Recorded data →

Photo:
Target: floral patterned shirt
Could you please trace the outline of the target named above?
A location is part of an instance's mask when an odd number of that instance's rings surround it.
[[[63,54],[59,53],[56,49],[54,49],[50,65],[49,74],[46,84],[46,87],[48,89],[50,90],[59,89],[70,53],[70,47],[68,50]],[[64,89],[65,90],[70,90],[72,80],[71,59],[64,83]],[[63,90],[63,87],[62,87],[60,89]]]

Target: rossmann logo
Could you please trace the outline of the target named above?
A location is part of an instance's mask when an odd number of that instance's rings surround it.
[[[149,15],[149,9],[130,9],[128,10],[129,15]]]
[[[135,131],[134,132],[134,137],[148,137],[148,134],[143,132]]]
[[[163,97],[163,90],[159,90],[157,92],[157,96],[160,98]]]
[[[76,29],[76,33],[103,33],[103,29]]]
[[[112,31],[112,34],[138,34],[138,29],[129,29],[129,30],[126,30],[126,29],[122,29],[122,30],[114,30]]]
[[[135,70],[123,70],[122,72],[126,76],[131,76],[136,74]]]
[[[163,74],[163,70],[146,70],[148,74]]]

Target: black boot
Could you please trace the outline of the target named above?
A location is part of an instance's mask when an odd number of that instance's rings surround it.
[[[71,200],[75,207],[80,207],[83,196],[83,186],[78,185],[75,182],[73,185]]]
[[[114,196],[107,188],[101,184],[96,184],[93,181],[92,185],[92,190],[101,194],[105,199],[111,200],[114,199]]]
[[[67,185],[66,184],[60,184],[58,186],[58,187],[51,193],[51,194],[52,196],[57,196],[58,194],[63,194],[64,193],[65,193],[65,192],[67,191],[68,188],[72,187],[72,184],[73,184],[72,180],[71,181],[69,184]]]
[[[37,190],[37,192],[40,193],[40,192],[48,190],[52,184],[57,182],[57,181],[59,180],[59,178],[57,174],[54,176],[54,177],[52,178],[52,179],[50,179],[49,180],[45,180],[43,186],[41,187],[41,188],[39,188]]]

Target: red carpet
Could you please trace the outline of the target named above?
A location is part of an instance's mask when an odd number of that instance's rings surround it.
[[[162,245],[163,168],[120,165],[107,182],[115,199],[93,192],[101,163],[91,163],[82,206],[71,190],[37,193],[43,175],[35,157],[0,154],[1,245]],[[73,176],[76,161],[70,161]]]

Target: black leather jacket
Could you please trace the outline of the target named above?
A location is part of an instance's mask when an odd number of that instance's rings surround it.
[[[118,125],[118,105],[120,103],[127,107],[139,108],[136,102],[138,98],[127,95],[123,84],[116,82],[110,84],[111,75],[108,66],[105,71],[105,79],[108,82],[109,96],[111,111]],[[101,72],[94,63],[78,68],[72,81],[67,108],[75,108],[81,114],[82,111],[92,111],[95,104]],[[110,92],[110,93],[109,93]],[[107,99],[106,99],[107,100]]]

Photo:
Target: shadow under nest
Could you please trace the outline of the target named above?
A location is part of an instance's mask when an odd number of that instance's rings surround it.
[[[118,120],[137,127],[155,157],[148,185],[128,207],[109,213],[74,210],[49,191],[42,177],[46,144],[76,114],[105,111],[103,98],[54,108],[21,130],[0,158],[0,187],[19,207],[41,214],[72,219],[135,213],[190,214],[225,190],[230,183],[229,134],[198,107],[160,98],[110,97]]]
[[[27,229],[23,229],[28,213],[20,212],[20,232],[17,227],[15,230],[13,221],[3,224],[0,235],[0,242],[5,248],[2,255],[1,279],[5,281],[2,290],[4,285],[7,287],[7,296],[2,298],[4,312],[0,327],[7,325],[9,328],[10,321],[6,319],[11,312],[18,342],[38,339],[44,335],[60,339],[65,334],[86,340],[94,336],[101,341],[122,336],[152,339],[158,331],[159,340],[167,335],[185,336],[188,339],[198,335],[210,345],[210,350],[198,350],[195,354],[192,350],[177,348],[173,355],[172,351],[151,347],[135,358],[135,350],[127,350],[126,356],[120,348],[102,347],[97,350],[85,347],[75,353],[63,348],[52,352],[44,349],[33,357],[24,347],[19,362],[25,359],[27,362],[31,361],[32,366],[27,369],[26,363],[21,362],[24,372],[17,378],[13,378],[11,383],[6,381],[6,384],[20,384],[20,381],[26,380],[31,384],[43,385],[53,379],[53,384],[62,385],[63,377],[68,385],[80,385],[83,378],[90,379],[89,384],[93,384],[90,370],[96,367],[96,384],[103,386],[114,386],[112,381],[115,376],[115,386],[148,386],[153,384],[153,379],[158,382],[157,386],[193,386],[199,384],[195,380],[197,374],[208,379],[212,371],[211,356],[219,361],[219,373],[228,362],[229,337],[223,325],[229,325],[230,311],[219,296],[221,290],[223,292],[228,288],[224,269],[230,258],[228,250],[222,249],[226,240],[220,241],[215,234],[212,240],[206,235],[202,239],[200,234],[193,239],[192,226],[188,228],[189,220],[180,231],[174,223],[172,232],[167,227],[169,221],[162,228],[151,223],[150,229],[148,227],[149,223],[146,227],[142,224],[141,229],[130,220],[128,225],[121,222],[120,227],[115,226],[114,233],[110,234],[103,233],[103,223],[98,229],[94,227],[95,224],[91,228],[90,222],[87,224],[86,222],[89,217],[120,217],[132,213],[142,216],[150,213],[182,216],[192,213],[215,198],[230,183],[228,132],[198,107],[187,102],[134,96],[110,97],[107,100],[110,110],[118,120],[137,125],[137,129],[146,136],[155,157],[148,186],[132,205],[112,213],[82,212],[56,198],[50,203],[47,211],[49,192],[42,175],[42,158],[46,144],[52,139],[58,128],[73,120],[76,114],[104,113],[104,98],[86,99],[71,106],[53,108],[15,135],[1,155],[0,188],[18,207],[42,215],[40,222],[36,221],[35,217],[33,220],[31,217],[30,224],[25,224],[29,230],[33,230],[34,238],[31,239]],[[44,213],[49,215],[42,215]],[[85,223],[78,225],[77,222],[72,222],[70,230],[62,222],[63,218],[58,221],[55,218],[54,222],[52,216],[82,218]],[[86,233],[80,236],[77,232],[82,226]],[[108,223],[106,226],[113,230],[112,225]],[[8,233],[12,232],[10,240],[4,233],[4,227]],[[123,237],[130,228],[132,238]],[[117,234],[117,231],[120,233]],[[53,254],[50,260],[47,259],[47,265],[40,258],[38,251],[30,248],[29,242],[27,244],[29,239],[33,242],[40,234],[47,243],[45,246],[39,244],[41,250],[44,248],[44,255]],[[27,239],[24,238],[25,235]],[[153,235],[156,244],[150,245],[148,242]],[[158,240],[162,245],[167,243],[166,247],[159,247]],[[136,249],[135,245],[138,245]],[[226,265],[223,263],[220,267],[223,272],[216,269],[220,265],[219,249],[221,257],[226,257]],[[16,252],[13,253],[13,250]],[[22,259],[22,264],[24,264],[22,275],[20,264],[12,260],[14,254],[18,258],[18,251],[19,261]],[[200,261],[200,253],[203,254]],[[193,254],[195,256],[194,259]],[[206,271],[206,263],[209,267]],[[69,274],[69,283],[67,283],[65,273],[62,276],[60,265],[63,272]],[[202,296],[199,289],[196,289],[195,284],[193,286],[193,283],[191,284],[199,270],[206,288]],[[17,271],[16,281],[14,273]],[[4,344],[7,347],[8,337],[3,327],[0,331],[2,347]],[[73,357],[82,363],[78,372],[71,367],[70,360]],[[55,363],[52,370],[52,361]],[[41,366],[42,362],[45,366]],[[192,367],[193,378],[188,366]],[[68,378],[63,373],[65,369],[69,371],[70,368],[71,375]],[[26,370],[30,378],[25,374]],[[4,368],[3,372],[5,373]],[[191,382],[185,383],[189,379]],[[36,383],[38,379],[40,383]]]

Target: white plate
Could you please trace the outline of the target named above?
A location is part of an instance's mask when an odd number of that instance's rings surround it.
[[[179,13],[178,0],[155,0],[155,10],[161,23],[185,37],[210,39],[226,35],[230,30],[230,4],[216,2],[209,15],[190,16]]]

Aim → Transcribe the lines between the line containing "Target: rossmann logo" and the line containing "[[[163,74],[163,70],[146,70],[148,74]]]", inclusive, with no changes.

Reply →
Target: rossmann logo
Could you please trace the outline of the target named above?
A location is part of an instance's mask when an odd number of that instance's rings surround it.
[[[149,15],[149,9],[130,9],[128,10],[129,15]]]
[[[135,131],[134,132],[134,137],[148,137],[148,134],[143,132]]]
[[[163,97],[163,90],[159,90],[157,92],[157,96],[160,98]]]
[[[76,29],[76,33],[103,33],[103,29]]]
[[[112,31],[112,34],[138,34],[138,29],[129,29],[129,30],[126,30],[126,29],[122,29],[122,30],[114,30]]]
[[[135,70],[123,70],[122,72],[126,76],[131,76],[136,74]]]
[[[163,74],[163,70],[146,70],[148,74]]]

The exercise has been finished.